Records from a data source
>>>>
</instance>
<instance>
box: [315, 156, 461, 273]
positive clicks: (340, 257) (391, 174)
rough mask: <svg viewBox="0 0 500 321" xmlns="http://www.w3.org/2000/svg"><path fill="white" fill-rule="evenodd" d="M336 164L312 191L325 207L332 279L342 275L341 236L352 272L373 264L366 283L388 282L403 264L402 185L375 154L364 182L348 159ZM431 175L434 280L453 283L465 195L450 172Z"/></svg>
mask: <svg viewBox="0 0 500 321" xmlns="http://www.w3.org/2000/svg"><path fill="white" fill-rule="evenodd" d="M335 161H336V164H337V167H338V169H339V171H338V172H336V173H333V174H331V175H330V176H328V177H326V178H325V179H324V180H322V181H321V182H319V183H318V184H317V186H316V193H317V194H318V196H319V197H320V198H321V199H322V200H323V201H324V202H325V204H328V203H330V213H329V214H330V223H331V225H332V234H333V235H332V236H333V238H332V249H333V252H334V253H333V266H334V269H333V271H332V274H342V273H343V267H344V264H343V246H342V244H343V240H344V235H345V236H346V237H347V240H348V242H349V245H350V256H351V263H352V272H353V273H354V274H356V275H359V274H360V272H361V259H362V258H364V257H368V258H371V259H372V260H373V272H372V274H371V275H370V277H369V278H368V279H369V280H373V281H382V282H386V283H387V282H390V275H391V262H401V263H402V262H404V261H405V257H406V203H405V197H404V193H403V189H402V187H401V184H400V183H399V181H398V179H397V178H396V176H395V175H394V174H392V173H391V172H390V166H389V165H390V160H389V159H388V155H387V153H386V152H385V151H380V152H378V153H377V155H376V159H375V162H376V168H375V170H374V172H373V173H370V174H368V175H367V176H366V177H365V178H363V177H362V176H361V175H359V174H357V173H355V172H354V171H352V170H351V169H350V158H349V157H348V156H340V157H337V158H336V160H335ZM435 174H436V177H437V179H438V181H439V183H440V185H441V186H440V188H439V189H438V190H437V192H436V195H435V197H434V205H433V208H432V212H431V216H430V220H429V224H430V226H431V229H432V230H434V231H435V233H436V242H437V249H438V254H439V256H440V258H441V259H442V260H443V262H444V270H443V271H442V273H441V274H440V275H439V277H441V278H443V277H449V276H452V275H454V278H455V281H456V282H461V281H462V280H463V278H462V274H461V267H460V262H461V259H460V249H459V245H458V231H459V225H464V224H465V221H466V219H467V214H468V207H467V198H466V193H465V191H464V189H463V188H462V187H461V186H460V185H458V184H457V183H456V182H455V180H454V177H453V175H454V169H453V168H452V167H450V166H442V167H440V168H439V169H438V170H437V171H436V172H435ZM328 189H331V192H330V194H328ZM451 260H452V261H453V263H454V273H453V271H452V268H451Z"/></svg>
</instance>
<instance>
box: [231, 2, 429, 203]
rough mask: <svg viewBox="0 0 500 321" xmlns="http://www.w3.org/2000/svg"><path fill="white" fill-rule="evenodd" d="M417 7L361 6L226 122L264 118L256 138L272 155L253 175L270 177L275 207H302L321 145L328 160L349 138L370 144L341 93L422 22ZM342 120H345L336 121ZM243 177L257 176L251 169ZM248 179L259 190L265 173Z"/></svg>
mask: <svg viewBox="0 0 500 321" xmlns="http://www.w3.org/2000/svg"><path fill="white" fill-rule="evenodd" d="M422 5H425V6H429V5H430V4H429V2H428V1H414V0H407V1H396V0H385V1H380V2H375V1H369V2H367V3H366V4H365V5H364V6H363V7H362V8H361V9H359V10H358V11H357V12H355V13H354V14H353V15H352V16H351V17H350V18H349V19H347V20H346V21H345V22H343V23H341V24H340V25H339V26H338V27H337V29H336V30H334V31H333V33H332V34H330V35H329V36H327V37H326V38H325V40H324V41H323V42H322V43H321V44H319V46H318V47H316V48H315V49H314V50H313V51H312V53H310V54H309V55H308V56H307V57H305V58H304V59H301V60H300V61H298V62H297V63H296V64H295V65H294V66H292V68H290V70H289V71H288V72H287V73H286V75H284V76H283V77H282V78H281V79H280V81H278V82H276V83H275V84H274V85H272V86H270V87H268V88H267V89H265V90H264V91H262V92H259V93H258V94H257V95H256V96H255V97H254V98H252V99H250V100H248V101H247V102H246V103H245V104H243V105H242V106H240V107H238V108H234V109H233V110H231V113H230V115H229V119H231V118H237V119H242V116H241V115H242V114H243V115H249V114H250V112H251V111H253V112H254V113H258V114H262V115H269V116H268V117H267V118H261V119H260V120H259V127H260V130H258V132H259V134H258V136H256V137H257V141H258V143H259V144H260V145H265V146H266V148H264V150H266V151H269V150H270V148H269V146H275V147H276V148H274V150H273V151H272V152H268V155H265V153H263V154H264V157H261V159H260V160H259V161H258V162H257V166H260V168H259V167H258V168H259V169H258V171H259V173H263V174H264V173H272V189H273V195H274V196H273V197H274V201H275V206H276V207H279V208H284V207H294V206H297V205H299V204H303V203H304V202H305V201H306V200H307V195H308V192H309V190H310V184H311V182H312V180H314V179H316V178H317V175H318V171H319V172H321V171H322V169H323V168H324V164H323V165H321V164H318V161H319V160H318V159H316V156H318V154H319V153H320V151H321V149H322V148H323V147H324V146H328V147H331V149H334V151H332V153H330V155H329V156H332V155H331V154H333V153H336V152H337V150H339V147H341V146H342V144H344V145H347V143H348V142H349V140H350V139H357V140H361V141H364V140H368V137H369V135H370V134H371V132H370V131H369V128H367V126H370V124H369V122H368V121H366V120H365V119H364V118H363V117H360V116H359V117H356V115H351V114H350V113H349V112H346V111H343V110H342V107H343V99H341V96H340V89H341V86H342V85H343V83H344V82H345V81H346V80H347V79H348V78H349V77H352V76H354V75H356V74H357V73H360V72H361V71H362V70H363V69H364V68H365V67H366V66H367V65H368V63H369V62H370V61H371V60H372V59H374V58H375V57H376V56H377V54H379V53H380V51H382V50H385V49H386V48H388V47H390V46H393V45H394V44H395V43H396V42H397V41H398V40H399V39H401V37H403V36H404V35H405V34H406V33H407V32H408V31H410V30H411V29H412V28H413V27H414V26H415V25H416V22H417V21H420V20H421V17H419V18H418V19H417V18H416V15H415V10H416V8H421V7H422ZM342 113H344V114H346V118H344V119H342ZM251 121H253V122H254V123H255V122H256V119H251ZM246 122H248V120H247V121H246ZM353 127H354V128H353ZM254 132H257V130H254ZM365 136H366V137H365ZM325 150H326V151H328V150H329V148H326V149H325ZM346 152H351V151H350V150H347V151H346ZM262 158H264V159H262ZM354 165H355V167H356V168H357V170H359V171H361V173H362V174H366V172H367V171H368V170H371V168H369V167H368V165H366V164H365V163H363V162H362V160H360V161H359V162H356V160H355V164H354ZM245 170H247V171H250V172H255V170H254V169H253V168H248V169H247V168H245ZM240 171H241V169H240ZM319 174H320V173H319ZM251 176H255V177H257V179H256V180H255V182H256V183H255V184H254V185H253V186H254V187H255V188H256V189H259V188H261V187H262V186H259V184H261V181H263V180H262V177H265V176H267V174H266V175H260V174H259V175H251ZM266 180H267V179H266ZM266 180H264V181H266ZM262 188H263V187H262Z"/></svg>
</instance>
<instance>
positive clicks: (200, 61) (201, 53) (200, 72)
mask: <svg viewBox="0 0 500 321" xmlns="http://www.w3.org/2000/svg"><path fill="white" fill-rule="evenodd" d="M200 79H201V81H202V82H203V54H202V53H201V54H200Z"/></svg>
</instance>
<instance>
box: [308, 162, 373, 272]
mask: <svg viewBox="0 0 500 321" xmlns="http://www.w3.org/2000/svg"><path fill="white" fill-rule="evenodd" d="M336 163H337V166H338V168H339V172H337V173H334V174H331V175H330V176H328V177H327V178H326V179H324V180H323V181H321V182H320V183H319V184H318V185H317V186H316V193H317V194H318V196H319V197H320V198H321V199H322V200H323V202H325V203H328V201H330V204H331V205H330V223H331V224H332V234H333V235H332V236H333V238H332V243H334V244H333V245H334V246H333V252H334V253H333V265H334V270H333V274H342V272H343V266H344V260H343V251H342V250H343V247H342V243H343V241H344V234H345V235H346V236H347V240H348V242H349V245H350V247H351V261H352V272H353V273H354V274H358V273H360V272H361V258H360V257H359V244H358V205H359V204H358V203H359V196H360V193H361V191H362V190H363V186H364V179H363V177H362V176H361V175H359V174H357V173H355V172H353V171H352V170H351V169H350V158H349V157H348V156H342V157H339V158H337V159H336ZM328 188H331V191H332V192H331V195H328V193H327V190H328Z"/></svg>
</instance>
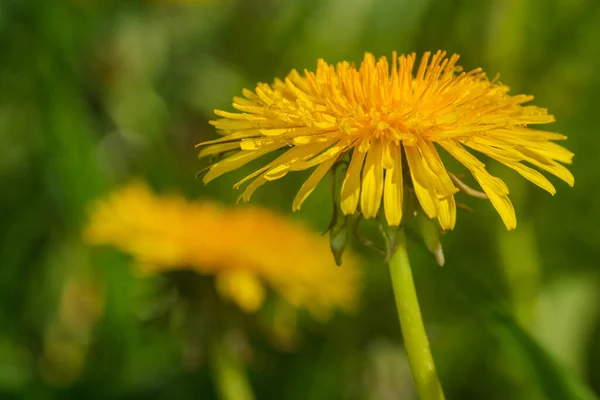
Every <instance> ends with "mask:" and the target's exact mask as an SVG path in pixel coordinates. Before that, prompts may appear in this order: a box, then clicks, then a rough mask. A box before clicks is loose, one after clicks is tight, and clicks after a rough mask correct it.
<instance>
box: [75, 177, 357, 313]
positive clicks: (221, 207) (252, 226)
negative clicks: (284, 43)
<<<<
> [Task requirements]: From the very first line of the data through the line with "positive clicks: (340, 257) (391, 174)" in it, please reproduce each line exactly and output nothing more.

> [Exercise result]:
</instance>
<instance>
box: [315, 156, 461, 273]
positive clicks: (340, 257) (391, 174)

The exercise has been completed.